Would you quote the material below in full and unchanged?

* **Data records**:
┏━━

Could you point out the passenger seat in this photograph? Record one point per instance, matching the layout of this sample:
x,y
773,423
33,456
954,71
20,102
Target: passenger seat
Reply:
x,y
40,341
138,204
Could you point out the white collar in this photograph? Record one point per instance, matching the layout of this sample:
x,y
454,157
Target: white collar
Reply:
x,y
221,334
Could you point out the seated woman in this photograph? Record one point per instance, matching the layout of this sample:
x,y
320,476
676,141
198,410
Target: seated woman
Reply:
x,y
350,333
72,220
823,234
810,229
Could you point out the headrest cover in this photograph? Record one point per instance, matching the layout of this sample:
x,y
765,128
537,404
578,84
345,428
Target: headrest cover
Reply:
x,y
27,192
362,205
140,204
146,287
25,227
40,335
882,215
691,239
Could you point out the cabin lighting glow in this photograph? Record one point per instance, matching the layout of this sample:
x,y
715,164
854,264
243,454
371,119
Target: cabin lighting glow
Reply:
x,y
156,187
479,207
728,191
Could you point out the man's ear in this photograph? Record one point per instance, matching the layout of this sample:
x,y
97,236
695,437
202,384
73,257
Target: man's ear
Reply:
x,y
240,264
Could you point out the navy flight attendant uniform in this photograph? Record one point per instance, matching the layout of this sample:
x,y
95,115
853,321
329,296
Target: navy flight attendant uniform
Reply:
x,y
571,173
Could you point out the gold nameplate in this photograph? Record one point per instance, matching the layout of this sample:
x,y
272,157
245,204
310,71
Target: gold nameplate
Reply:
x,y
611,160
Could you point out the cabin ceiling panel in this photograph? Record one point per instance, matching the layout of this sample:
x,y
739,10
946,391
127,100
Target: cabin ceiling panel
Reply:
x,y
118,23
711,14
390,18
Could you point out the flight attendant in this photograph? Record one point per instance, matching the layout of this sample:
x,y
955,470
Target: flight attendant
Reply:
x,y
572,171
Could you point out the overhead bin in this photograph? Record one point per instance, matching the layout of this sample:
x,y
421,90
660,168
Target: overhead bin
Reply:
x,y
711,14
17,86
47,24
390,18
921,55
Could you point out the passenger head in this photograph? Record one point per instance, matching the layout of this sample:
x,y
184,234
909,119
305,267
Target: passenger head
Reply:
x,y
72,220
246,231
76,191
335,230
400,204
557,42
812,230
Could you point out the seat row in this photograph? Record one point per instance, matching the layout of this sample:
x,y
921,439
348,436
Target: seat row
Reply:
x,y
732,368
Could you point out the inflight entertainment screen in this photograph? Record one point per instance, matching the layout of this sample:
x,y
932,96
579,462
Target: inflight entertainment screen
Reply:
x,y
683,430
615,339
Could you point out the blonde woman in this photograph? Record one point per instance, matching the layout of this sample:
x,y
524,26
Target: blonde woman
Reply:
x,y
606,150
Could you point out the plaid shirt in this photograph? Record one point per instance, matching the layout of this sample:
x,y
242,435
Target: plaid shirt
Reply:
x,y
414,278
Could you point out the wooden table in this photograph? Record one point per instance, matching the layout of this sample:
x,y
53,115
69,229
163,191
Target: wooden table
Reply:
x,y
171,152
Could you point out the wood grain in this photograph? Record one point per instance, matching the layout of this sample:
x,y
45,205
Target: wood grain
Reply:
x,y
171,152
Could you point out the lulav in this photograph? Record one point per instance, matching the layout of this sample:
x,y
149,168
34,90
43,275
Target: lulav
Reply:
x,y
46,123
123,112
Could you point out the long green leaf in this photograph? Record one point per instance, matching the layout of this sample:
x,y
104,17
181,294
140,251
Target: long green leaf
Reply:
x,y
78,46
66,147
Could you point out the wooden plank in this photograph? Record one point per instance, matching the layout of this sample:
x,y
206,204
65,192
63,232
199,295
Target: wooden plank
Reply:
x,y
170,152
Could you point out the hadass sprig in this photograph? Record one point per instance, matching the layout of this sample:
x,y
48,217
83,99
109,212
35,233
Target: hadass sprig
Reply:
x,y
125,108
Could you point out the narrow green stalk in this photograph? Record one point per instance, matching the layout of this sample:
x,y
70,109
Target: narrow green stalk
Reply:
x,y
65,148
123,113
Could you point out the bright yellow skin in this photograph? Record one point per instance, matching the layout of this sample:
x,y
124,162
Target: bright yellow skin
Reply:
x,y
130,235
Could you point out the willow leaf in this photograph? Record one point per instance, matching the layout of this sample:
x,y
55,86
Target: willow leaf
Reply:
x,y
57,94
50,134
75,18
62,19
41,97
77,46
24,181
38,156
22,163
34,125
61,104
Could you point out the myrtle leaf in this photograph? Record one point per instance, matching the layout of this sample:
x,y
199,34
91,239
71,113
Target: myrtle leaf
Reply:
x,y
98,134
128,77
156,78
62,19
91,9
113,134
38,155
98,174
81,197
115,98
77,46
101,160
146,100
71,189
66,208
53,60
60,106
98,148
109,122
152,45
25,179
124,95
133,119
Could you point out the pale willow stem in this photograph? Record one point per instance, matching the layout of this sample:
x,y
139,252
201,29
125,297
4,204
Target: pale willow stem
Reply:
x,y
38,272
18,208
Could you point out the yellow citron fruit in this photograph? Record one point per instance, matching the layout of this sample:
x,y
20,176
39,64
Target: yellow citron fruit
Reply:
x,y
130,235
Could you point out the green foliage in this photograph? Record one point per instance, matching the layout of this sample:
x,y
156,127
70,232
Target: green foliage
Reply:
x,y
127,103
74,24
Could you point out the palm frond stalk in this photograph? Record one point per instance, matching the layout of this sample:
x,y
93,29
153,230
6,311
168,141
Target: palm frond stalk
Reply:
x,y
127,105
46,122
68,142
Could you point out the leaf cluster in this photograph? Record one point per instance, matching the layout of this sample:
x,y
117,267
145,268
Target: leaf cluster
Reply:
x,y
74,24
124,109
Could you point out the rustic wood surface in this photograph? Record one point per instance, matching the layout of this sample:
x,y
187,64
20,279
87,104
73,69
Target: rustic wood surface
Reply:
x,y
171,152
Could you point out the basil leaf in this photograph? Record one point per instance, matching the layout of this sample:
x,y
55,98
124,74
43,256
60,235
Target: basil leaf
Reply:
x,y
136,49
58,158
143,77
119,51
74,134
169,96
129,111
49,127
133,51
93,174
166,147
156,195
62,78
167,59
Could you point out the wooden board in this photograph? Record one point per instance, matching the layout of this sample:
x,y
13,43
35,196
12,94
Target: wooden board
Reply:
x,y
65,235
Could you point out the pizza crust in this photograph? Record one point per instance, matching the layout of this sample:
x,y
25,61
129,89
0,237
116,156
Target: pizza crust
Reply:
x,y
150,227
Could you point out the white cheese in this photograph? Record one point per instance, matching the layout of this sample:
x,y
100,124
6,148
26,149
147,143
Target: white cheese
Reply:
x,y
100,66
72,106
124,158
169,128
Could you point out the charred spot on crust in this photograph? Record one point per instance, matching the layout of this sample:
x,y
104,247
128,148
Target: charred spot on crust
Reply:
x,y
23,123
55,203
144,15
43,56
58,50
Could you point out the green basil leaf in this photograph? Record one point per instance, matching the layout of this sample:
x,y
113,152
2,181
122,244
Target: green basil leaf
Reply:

┗━━

* **Reply to the exercise**:
Could you point out the passenger seat in this photograph? Record one point per instance, matching the layout of this sample:
x,y
773,423
33,456
954,71
20,102
Target: passenger seat
Reply:
x,y
40,341
138,204
Could you point out the white collar in this photograph? Record one point per instance, matching the layout of this sample:
x,y
454,157
Target: white collar
Reply:
x,y
221,334
Could you point out the seated woman in this photograph? Record one point per instance, matching the layout of this sample:
x,y
320,476
676,141
198,410
Target: seated woman
Reply:
x,y
350,333
72,220
823,234
810,229
Could you point out the headrest cover in this photograph? Record one point per instance, matching the layout of this sample:
x,y
765,128
537,404
578,84
345,428
Target: headrest cover
Reply:
x,y
27,192
362,205
140,204
146,287
25,227
40,335
882,215
691,239
Could you point out the cabin lighting glow in this photograph? Record one point per instance, matching the layout of this sample:
x,y
715,164
854,264
243,454
371,119
Target: cabin lighting glow
Reply:
x,y
156,187
479,207
728,191
Could you point out the man's ear in this photograph? Record one point per instance, matching the layout of this sample:
x,y
97,236
695,437
202,384
73,257
Target: man's ear
Reply:
x,y
240,264
Could you point out the navy flight attendant uniform in this photograph? Record one point per instance, matching the layout of this sample:
x,y
95,115
853,321
329,296
Target: navy flight attendant uniform
Reply:
x,y
571,173
Could you point out the gold nameplate in this photograph? Record one point per instance, matching the layout of this sample:
x,y
272,157
245,204
310,71
Target: gold nameplate
Reply:
x,y
611,160
Could you point out the cabin ceiling panel in this photograph? Record one point per instance, matching the layout of this sample:
x,y
739,10
946,391
127,100
Target: cabin ceiling panel
Reply:
x,y
118,23
711,14
390,18
Could you point out the flight attendant in this photograph? Record one point per instance, matching the layout of this sample:
x,y
955,470
Target: flight attendant
Reply:
x,y
572,171
Could you point out the overhead bin in this photograph? Record one point per instance, matching the layout of this sample:
x,y
421,90
660,168
Target: overhead bin
Reply:
x,y
711,14
17,86
47,24
390,18
921,55
Could you point out the passenger head in this photograph? Record one point per instance, matching the layout of this sample:
x,y
184,234
909,119
305,267
Target: passenger head
Reply:
x,y
72,220
246,231
76,191
335,230
400,204
557,42
812,230
Could you point out the seat row in this photograph? Record one point per instance, matching the layout of this sample:
x,y
921,439
348,436
Target: seat row
Reply:
x,y
732,368
Could you point out the inflight entertainment screen in this photograph? Record one point per instance, matching the layout of this sample:
x,y
932,96
579,462
Target: inflight entertainment screen
Reply:
x,y
683,430
615,339
Could you point out the blonde woman in this photograph? Record one point per instance, matching the layout of this sample:
x,y
524,26
Target: blonde woman
Reply:
x,y
606,150
Could you point out the plaid shirt in this photograph? Record one point per instance, matching the layout of this sample:
x,y
242,435
Target: plaid shirt
Reply:
x,y
414,278
Could you point out the wooden table in this photograph? Record one point per instance, matching the layout of this sample:
x,y
53,115
69,229
163,191
Target: wooden table
Reply:
x,y
171,152
Could you point out the wood grain in this photograph? Record one point per instance, matching the layout of this sample:
x,y
45,205
Target: wood grain
Reply:
x,y
171,152
Could you point out the lulav in this photograph? Record one point per instance, matching the layout of this sample:
x,y
149,168
34,90
43,275
Target: lulav
Reply:
x,y
46,123
123,112
Could you point out the long green leaf in this photograph? Record one point per instance, matching the layout of this sample:
x,y
104,17
181,294
140,251
Target: long green leaf
Reply:
x,y
78,46
66,147
Could you point out the wooden plank in this photograph? Record one point per instance, matching the layout of this sample:
x,y
206,204
65,192
63,232
199,295
Target: wooden plank
Reply:
x,y
170,152
Could you point out the hadass sprig in this photograph? Record one point per instance, matching the layout of this sample:
x,y
48,217
83,99
109,212
35,233
Target: hadass sprig
Reply:
x,y
125,108
Could you point out the narrow green stalk in this photograph? Record one point per instance, matching the layout of this sample:
x,y
70,109
Target: narrow green stalk
Reply:
x,y
65,148
123,113
Could you point out the bright yellow skin in this photograph? Record one point per instance, matching the layout of this sample:
x,y
124,162
Target: bright yellow skin
Reply:
x,y
130,235
Could you point out the willow leaf in this photograph? Record one point per instance, matching the layout of this sample:
x,y
55,86
Target: willow leaf
Reply:
x,y
57,94
50,134
75,18
62,19
41,97
77,46
24,181
38,156
22,163
34,125
61,104
Could you point out the myrtle leaf in this photograph? Record one point per instance, matching the layout of this sample:
x,y
199,34
91,239
71,113
Target: myrtle leaf
Reply:
x,y
98,134
128,77
156,78
62,19
91,9
113,134
38,155
98,174
81,197
115,98
77,46
101,160
146,100
71,189
66,208
53,60
60,106
98,148
109,122
152,45
25,179
124,95
133,119
Could you point out the pale willow stem in this photograph? Record one point per instance, matching the layout of this sample:
x,y
139,252
201,29
125,297
4,204
Target: pale willow stem
Reply:
x,y
38,272
18,208
Could you point out the yellow citron fruit in this photograph? Record one point per instance, matching the layout of this sample:
x,y
20,176
39,64
Target: yellow citron fruit
Reply:
x,y
130,235
Could you point out the green foliage in this photograph? Record one point per instance, matching the layout of this sample:
x,y
156,127
70,232
Target: green foliage
Reply:
x,y
127,103
74,24
Could you point out the palm frond stalk in this photograph? Record one point per instance, matching the layout of this sample:
x,y
93,29
153,230
6,311
168,141
Target: palm frond stalk
Reply:
x,y
127,105
46,122
68,142
Could you point out the leaf cluster in this photograph? Record one point per instance, matching the layout of this sample:
x,y
117,267
145,268
Target: leaf cluster
Reply:
x,y
74,24
124,109
Could you point out the rustic wood surface in this photograph? Record one point per instance, matching the layout of this sample:
x,y
187,64
20,279
87,104
73,69
Target: rustic wood surface
Reply:
x,y
171,152
Could you point out the basil leaf in this photograph? Record one point per instance, matching the layout of this sample:
x,y
55,98
124,74
43,256
60,235
Target: basil leaf
Reply:
x,y
136,49
58,158
143,77
119,51
74,134
169,96
129,111
49,127
133,51
93,174
166,147
156,195
62,78
167,59
Could you point out the wooden board in this photograph? Record one point per instance, matching the layout of this sample:
x,y
13,43
35,196
12,94
Target: wooden board
Reply:
x,y
65,235
Could you point out the pizza crust in this photograph? Record one point per instance, matching the layout of this sample:
x,y
25,61
129,89
0,237
116,156
Target: pizza crust
Reply:
x,y
150,227
Could you point out the white cheese in this photograph? Record one point per instance, matching the layout of this sample:
x,y
100,124
6,148
26,149
147,143
Target: white cheese
Reply:
x,y
100,66
72,106
124,158
169,128
Could you point out the charred spot on crust in this photograph? Record one point per instance, matching the layout of this sample:
x,y
104,247
128,148
Target: charred spot on crust
Reply:
x,y
23,123
55,203
144,15
43,56
58,50
Could you point out the green basil leaf in this photograph? Record one point per instance, matching the layout of this sample:
x,y
113,152
2,181
122,244
Target: green basil leaf
Reply:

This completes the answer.